## PROMPT
Drop the images. Copy every line below character for character.

## MATERIAL SUPPLIED
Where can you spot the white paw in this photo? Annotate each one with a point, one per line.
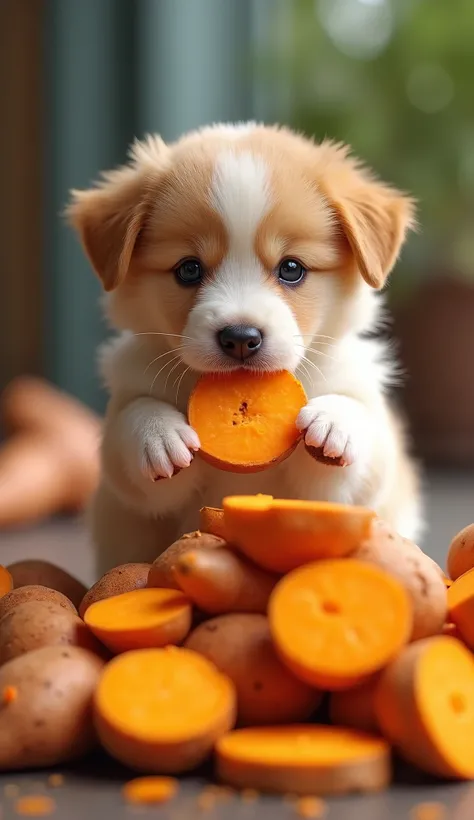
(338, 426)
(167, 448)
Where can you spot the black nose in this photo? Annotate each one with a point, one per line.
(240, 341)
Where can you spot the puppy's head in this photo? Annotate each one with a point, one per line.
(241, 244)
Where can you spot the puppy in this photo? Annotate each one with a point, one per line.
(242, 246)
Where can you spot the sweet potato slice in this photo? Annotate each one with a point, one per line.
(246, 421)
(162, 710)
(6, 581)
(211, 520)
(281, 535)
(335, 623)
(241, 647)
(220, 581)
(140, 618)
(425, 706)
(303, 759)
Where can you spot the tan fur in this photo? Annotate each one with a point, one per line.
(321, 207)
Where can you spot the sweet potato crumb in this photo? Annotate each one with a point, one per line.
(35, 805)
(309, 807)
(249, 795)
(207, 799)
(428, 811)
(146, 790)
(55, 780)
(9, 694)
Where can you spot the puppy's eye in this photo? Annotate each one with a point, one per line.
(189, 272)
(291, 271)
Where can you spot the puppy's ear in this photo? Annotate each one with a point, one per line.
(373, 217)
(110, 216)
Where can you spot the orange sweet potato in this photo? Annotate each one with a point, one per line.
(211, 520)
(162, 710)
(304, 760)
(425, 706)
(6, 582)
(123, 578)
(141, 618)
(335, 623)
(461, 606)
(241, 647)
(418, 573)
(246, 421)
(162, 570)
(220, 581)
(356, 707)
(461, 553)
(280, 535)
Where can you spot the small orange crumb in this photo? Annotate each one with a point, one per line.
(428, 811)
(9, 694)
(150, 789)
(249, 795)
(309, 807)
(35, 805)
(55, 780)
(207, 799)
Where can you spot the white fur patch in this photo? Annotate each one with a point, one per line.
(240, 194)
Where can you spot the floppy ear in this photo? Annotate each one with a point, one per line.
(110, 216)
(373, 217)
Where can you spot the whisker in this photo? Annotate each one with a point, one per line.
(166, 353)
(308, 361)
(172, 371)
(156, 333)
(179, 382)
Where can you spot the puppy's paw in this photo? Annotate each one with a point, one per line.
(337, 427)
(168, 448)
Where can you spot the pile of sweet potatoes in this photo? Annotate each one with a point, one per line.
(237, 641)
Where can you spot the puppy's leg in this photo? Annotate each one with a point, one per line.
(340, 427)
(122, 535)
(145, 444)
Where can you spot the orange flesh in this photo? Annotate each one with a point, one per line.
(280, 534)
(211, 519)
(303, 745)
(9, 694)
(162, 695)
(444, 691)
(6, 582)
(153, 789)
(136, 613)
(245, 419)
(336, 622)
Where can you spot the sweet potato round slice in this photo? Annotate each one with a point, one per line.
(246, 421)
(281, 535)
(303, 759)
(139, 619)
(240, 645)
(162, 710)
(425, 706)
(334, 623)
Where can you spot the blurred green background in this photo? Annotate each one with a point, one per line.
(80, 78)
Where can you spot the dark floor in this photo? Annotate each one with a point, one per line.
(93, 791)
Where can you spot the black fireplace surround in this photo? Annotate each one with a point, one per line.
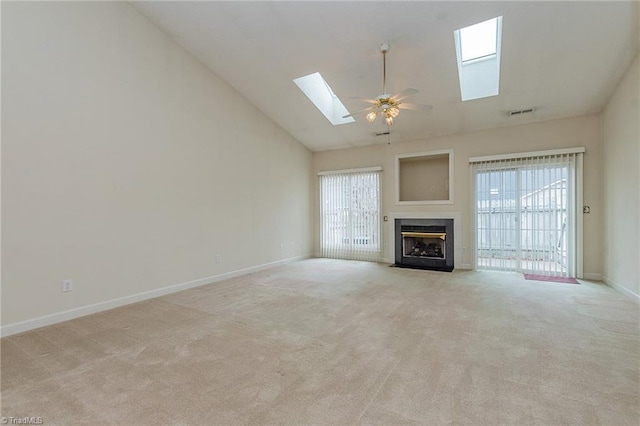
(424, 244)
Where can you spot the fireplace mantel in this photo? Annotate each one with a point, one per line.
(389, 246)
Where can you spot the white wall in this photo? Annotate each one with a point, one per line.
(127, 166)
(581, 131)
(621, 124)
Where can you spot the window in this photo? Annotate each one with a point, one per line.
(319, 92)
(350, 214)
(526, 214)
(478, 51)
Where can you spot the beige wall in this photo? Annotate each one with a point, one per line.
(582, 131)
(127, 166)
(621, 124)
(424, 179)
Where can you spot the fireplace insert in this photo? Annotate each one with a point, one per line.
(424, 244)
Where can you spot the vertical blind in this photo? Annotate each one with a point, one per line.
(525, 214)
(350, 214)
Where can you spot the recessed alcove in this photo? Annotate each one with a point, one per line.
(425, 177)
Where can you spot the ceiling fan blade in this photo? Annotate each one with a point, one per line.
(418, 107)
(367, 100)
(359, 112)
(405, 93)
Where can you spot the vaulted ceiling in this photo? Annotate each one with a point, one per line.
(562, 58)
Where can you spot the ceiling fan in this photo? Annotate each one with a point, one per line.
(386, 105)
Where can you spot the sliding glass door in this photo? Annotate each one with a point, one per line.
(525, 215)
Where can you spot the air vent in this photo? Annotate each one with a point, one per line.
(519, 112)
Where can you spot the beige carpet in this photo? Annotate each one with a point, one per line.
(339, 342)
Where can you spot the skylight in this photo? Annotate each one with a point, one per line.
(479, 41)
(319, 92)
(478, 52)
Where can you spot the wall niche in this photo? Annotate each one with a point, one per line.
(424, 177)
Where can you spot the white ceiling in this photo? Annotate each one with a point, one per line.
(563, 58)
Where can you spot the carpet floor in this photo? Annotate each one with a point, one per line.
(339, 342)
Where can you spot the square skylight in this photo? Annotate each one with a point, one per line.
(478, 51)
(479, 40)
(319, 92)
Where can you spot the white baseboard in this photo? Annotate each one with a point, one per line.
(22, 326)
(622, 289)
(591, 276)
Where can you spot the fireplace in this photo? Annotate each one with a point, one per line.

## REPLY TO THE TASK
Where can you spot the white paw in this photo? Annotate each one with a point, one per line.
(338, 426)
(167, 448)
Where can you spot the black nose in this photo? Annotate each one with a point, one per line.
(240, 341)
Where can you spot the puppy's head in this photo? Annotate each one with a point, one per line.
(241, 244)
Where can you spot the puppy in this photo? Annotate each one with a point, one per line.
(242, 246)
Where can you spot the sweet potato slice in this photo? Annotate each one with a point, one per line.
(246, 421)
(162, 710)
(6, 581)
(211, 520)
(281, 535)
(335, 623)
(241, 647)
(220, 581)
(140, 618)
(425, 706)
(303, 759)
Where can you spot the tan fur in this photo? Annotate each one with a point, one per line.
(321, 207)
Where can you spot the sweet potato crumb in this photo? Annotate each one with a point, one per line.
(35, 805)
(309, 807)
(249, 795)
(207, 799)
(428, 811)
(146, 790)
(55, 780)
(9, 694)
Where can you spot the puppy's eye in this photo? Annotate each one with a point, one per line.
(189, 272)
(291, 271)
Where can you spot the puppy's ear in this photo? Annotate each one with a point, one per line.
(373, 217)
(110, 216)
Where can you spot the orange sweet potato in this photo? Annotate each one with a point, one per line.
(211, 520)
(162, 710)
(304, 760)
(425, 706)
(6, 582)
(123, 578)
(141, 618)
(335, 623)
(461, 606)
(241, 647)
(418, 573)
(246, 421)
(162, 570)
(220, 581)
(356, 707)
(461, 553)
(280, 535)
Where can you spot the small orange crumb in this photo? Annotate each one with a point, one per line.
(428, 811)
(9, 694)
(150, 789)
(249, 795)
(309, 807)
(35, 805)
(55, 780)
(207, 799)
Where can you spot the white fur patch in this photo? Annotate each one with a point, one per line.
(240, 194)
Where can you spot the floppy ear in this photo? Annotate each one with a point, one per line.
(110, 216)
(373, 217)
Where can you spot the whisker in this photo? Annotate each one with a point, one per line.
(166, 353)
(308, 361)
(172, 371)
(156, 333)
(179, 382)
Where can you spot the puppy's paw in this photo? Annotate each one with a point, one per line.
(337, 427)
(168, 448)
Where can you spot the pile of sweet potatoes in this photo? Annotate each one with a point, one per line.
(237, 641)
Where can you spot the puppy's leg in this photo? Annotate each one with a point, one per line.
(340, 427)
(122, 535)
(145, 444)
Where can you spot the orange flesh in this photo? Annotate each one with a point, one per line.
(280, 534)
(211, 519)
(303, 745)
(9, 694)
(162, 695)
(444, 691)
(6, 582)
(153, 789)
(136, 613)
(245, 419)
(336, 622)
Where can you spot the sweet potato round slice in this photo? Annotate each one with a point, one per line.
(246, 421)
(281, 535)
(303, 759)
(139, 619)
(240, 645)
(162, 710)
(425, 706)
(334, 623)
Where can you spot the blurred green background in this photo? Annotate each one with a point, one per line.
(80, 78)
Where can you spot the dark floor in this photo? Annotate each one with a point, one per line.
(93, 791)
Where can you spot the black fireplace surround in this photo? Annotate each one with a point, one per line.
(424, 244)
Where can you spot the fireplace mantel in this photo? Annotate each one with a point, one per line.
(389, 246)
Where can you spot the white wall in this photo? Annotate each one with a point, one per line.
(127, 166)
(581, 131)
(621, 124)
Where can you spot the window in this photo? Annotate each one with a point, one per line.
(319, 92)
(350, 214)
(526, 214)
(478, 51)
Where can you spot the beige wall in this photo? Annotate each one with a point, one per line.
(582, 131)
(127, 166)
(621, 124)
(424, 179)
Where can you spot the fireplace insert in this photo? Annotate each one with a point, one per line.
(424, 244)
Where can you spot the vertical blind in this photo? Annotate each one with a point, one per line.
(525, 214)
(350, 214)
Where can you spot the recessed alcove in this photo? Annotate each one with a point, one per line.
(425, 177)
Where can you spot the ceiling fan blade in this photo? Annotate each one with a point, one per line.
(418, 107)
(367, 100)
(359, 112)
(405, 93)
Where can you spot the vaulted ceiling in this photo? Annotate each one with a point, one per line.
(562, 58)
Where can you spot the ceiling fan in this photo? Annotate each one with a point, one per line.
(386, 105)
Where can you spot the sliding glass door in this photo? Annotate each one with a point, one per line.
(525, 215)
Where can you spot the air vent in this photo? Annotate each one with a point, one per line.
(519, 112)
Where can you spot the beige carpet in this photo? Annotate each one with a point, one per line.
(339, 342)
Where can you spot the skylight in this photo? Annotate each one with a point, one per line.
(479, 41)
(319, 92)
(478, 52)
Where can you spot the wall niche in this photo? Annotate each one with a point, one per line.
(424, 177)
Where can you spot the white ceiling in this photo? Annotate each one with a point, one per line.
(563, 58)
Where can you spot the carpet floor in this photo? Annotate each one with a point, one per line.
(339, 342)
Where can you spot the square skylight in this photo? Annotate each one with a point, one per line.
(478, 51)
(479, 40)
(319, 92)
Where can you spot the white baseboard in this photo? Annotate each one with a point, one per line.
(22, 326)
(622, 289)
(591, 276)
Where can you spot the fireplace in this photo? Annotate each one with a point, one per line.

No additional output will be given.